> **Stated problem**
Please copy the data starting with the line that contains "Game engine object recognition — detect green" and going on through the line that contains "241, 534, 273, 591", both included.

> **Input**

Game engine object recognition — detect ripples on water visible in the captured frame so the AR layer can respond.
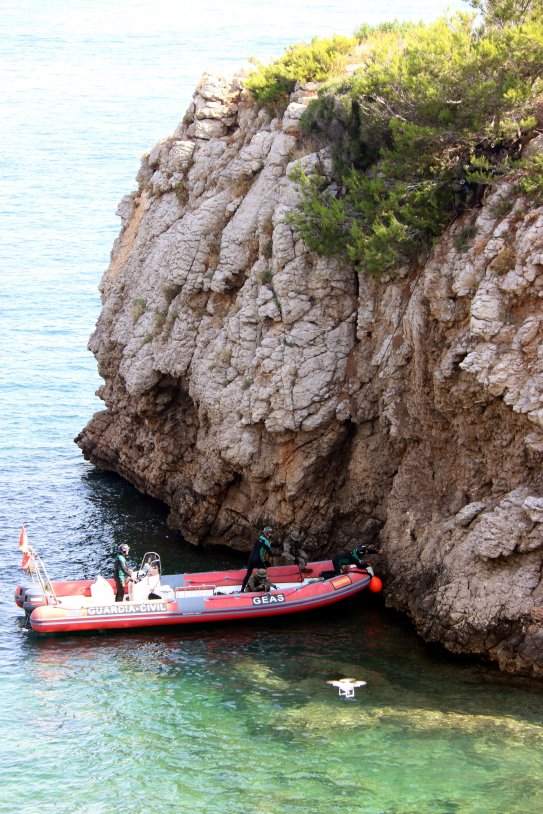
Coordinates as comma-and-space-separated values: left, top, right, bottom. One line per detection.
0, 0, 543, 814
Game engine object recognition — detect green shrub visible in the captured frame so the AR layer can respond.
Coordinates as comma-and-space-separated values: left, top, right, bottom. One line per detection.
291, 0, 543, 275
245, 36, 356, 107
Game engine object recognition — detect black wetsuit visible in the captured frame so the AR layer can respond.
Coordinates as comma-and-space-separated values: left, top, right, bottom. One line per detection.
113, 554, 132, 602
241, 534, 273, 591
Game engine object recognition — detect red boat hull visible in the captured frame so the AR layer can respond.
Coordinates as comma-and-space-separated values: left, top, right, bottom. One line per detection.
22, 561, 378, 633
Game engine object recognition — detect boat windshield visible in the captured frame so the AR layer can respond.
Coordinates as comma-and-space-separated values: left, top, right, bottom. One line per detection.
138, 551, 162, 577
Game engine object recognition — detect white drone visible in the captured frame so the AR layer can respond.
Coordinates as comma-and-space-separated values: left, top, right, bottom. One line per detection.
326, 678, 368, 698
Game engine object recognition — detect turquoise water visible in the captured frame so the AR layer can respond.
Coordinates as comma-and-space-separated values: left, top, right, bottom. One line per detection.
0, 0, 543, 814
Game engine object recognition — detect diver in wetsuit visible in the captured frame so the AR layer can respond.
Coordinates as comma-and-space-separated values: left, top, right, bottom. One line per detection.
241, 526, 277, 591
113, 543, 134, 602
332, 545, 377, 574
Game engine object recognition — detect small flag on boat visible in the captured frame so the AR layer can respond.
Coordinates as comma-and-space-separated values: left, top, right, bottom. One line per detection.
19, 526, 34, 572
19, 526, 28, 554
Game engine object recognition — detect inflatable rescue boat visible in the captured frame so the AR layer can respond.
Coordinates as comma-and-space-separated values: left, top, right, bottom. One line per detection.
15, 552, 381, 633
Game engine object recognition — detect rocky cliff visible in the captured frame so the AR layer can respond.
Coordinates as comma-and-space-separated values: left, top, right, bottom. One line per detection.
77, 76, 543, 675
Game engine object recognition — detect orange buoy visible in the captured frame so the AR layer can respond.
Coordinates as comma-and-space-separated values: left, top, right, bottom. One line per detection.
368, 577, 383, 594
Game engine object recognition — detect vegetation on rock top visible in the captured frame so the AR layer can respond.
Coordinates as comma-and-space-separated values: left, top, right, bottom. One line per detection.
248, 0, 543, 275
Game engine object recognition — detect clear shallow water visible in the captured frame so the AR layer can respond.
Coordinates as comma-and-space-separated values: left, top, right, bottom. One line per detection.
0, 0, 543, 814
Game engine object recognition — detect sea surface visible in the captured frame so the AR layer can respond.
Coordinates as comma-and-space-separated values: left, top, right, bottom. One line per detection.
0, 0, 543, 814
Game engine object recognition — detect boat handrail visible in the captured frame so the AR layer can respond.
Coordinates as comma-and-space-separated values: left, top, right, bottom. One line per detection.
28, 545, 58, 605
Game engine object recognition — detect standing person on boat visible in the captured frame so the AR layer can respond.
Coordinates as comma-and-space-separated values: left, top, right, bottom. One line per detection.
241, 526, 277, 592
332, 545, 377, 574
113, 543, 134, 602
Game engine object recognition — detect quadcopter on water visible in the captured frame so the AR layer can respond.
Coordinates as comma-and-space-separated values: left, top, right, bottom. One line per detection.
326, 678, 368, 698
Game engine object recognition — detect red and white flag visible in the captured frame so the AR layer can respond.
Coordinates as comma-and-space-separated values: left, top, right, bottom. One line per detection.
19, 526, 32, 571
19, 526, 28, 554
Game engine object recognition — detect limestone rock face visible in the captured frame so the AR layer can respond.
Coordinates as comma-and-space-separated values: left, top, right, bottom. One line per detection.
77, 71, 543, 675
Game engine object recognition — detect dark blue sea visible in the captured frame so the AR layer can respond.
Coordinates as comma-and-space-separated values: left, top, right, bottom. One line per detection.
0, 0, 543, 814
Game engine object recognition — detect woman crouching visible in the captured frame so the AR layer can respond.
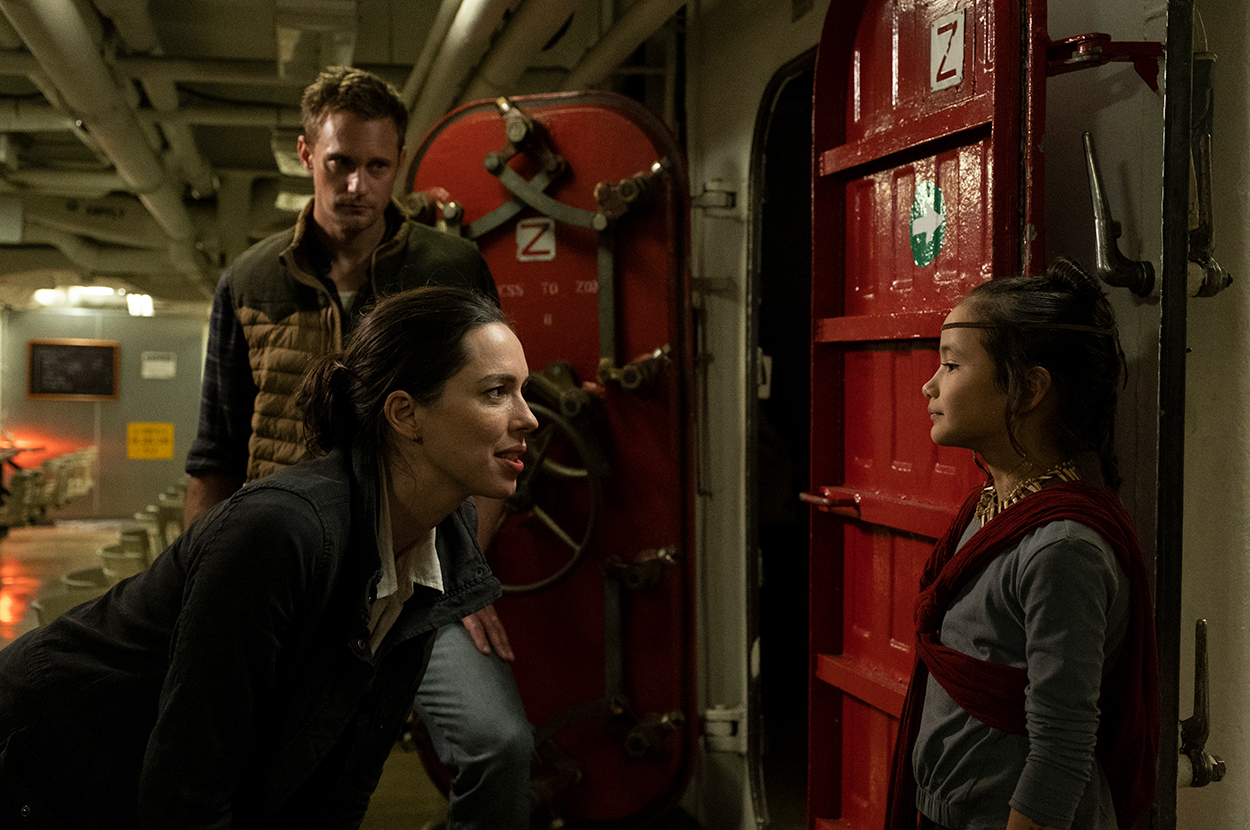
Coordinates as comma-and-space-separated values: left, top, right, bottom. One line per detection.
0, 288, 536, 829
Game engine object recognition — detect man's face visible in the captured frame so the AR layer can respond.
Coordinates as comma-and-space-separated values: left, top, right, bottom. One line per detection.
298, 110, 404, 236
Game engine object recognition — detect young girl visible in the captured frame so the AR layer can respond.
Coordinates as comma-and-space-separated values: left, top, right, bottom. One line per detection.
886, 260, 1159, 830
0, 288, 538, 830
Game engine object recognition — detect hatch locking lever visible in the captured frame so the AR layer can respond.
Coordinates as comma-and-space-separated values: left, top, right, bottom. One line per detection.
1176, 620, 1226, 788
1081, 131, 1155, 296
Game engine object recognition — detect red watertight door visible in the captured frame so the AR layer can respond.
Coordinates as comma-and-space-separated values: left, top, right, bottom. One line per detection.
804, 0, 1040, 829
410, 93, 699, 828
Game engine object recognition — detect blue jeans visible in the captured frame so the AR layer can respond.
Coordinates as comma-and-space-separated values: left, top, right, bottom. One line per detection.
414, 623, 534, 830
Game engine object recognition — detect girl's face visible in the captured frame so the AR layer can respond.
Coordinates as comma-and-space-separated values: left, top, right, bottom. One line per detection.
920, 303, 1011, 459
419, 323, 538, 499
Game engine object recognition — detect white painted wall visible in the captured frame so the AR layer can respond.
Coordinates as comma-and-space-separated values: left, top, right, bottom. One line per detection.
686, 0, 829, 830
688, 0, 1250, 830
1176, 0, 1250, 830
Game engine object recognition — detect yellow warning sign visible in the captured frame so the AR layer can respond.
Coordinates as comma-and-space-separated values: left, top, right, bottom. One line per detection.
126, 423, 174, 459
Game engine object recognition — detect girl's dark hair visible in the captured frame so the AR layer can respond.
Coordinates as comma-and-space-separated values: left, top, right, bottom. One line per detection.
965, 259, 1128, 488
295, 286, 508, 455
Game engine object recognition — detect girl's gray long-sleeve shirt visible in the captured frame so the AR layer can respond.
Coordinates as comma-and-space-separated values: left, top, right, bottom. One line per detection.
913, 521, 1129, 830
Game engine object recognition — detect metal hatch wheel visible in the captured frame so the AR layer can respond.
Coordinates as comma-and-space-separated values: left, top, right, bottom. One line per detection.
488, 401, 608, 594
409, 91, 699, 830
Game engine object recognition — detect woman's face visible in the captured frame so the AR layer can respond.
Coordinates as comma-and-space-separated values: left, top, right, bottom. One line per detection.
920, 303, 1011, 458
418, 324, 538, 499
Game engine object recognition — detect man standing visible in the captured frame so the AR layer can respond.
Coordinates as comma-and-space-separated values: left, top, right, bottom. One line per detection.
184, 66, 534, 830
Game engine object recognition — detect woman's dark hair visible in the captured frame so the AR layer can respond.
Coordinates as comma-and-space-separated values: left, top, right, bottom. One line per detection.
295, 286, 508, 455
964, 259, 1128, 488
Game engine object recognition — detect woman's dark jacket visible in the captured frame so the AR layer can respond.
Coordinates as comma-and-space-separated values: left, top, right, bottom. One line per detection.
0, 450, 499, 829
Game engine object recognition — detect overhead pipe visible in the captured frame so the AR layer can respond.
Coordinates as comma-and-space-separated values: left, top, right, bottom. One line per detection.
0, 0, 213, 299
0, 101, 301, 133
18, 194, 169, 250
95, 0, 216, 199
4, 170, 126, 199
404, 0, 511, 153
21, 221, 175, 275
460, 0, 578, 103
399, 0, 464, 113
560, 0, 686, 91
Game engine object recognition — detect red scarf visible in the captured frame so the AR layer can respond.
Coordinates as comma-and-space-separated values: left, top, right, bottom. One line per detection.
885, 481, 1160, 830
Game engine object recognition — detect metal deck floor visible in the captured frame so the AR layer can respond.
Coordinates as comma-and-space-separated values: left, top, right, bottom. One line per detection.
0, 521, 446, 830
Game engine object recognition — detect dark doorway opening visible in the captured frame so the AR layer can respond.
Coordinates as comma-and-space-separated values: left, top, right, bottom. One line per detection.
748, 51, 815, 830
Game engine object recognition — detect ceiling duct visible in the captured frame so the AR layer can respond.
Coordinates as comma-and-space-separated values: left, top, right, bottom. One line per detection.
274, 0, 356, 80
0, 0, 215, 299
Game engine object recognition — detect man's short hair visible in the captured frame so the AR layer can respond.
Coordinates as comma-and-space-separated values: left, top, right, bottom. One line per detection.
300, 66, 408, 149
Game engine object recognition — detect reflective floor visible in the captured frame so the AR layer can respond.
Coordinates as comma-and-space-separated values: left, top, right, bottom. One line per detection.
0, 521, 446, 830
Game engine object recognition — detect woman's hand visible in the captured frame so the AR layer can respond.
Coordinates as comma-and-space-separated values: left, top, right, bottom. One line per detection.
460, 605, 516, 661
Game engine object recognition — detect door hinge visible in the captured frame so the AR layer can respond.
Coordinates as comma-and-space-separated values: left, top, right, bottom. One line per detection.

> **Answer in full**
Game engine object recognition — detect green shrub visible in the captured frame so the AR layer can respond.
Coordinates as comma-and-space-separated values: left, top, right, bottom. One line per detection.
291, 0, 543, 275
245, 36, 356, 107
Game engine object recognition — detect black wetsuit visible in the captured frame so the AR layer can respond.
Coordinates as comma-and-space-separated values: left, top, right, bottom. One line per detection.
113, 554, 132, 602
241, 534, 273, 591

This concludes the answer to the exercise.